> Short exercise
Repeat the material below exactly, line for line.

> Data extract
>> BEGIN

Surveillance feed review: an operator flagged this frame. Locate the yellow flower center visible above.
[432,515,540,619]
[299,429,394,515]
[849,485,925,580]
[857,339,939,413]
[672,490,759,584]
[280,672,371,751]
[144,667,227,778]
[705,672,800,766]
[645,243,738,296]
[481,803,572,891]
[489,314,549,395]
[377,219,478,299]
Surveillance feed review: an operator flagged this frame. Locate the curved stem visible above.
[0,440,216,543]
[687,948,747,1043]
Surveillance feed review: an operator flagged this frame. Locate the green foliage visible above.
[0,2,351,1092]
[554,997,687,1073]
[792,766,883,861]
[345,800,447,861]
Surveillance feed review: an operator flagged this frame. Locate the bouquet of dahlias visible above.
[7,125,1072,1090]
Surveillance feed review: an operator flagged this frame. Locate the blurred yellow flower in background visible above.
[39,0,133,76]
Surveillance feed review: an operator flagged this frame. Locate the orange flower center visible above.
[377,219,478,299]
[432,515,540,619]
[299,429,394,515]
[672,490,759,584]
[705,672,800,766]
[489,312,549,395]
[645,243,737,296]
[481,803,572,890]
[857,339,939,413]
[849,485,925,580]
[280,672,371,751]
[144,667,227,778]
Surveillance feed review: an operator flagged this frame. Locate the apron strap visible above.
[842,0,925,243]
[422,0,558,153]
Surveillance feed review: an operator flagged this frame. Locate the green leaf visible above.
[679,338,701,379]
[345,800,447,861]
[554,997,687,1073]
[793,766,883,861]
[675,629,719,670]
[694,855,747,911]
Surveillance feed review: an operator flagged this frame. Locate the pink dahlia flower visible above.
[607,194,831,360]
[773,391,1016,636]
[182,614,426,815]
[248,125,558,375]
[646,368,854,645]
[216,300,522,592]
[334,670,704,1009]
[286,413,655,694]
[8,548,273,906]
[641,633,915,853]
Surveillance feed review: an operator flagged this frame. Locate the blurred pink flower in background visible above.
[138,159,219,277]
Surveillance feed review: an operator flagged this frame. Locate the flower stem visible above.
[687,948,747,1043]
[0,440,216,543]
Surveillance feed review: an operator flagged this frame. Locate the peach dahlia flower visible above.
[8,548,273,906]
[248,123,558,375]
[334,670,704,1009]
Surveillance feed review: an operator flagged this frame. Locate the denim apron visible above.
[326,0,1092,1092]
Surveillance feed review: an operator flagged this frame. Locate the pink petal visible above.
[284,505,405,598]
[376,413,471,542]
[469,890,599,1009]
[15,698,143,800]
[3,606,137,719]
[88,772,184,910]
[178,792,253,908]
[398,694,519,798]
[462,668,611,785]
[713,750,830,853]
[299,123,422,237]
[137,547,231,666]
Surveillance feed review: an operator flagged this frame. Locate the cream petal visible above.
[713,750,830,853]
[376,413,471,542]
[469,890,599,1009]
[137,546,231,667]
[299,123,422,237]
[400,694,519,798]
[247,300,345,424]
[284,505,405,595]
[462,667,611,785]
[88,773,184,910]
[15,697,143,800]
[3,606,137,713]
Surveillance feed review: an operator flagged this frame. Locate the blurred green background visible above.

>> END

> Written solution
Surveillance feed review: an operator flagged this frame. Locate the yellow flower center visible above.
[432,515,540,619]
[299,429,394,515]
[849,485,925,580]
[857,339,939,413]
[672,490,759,584]
[280,672,371,751]
[144,667,227,778]
[705,672,800,766]
[645,243,738,296]
[481,803,572,891]
[489,314,549,395]
[377,219,478,299]
Surveillance feed review: an operator flagged this frame. Locate the curved stem visible above.
[0,440,216,543]
[687,948,747,1043]
Surveillance feed review: an operator flagged this frame. Locate the green foliage visible above.
[0,2,351,1092]
[554,997,687,1073]
[792,766,883,861]
[345,800,447,861]
Surveillance feed review: an operator flagged this frame. Locate the bouquet of dahlias visible above.
[7,125,1072,1090]
Surveillance feed review: an operator flagged this frame. Locate the blurred yellow flower in background visible above.
[39,0,133,76]
Surveillance feed review: an operator flagged this frame. Locate the orange flower center visible above.
[377,219,478,299]
[432,515,540,619]
[299,429,394,515]
[672,490,759,584]
[705,672,800,766]
[489,312,549,395]
[645,243,737,296]
[481,803,572,890]
[857,339,939,413]
[849,485,925,580]
[280,672,371,751]
[144,667,227,778]
Surveillance feed review: an operator flagged this frame. Locate the apron strap visible above.
[842,0,925,243]
[422,0,558,153]
Surveillance feed review: an operator flagged this frame. Locate the green leaf visible above.
[679,338,701,379]
[345,800,447,861]
[554,997,687,1073]
[793,766,883,861]
[675,629,719,670]
[694,855,747,911]
Surveillance feed review: an operator flagged this frame. Locate the pink dahlia flower visible above.
[607,194,831,360]
[773,391,1016,636]
[182,614,426,815]
[248,125,558,375]
[646,368,854,645]
[216,300,522,592]
[334,670,704,1009]
[286,413,655,694]
[8,548,273,906]
[641,633,915,853]
Surveillance feed review: an operator flagged this frame. Locate the blurred pink flower in background visible above.
[138,159,219,277]
Surveillance feed review: an operator flagged this frame. Locate the flower stem visible above.
[687,948,747,1043]
[0,440,216,543]
Surveillance feed review: an operator flagged this frame. Locate the peach dahlia flower visible above.
[8,548,273,906]
[248,123,558,375]
[334,670,704,1009]
Surveillance feed review: an operator flagged this frame. Locate the denim apron visible above.
[326,0,1092,1092]
Surveillance feed review: an operator flagged this frame. Locate the pink petal visible above.
[284,505,405,598]
[376,413,471,542]
[469,890,599,1009]
[15,698,143,800]
[3,606,137,719]
[88,772,184,910]
[178,792,253,908]
[398,694,519,798]
[462,668,611,785]
[713,750,830,853]
[299,123,422,237]
[137,547,231,666]
Surveillance feed review: an operator flagged this frame. Locate the cream petal visible above.
[713,750,830,853]
[376,413,471,542]
[469,890,599,1009]
[137,546,231,667]
[299,123,422,237]
[400,694,519,798]
[247,300,345,424]
[284,505,405,595]
[462,667,611,785]
[88,773,184,910]
[15,697,143,800]
[3,606,137,713]
Surveillance feed review: an operator flagged this frame. Locate the blurred green background visible above.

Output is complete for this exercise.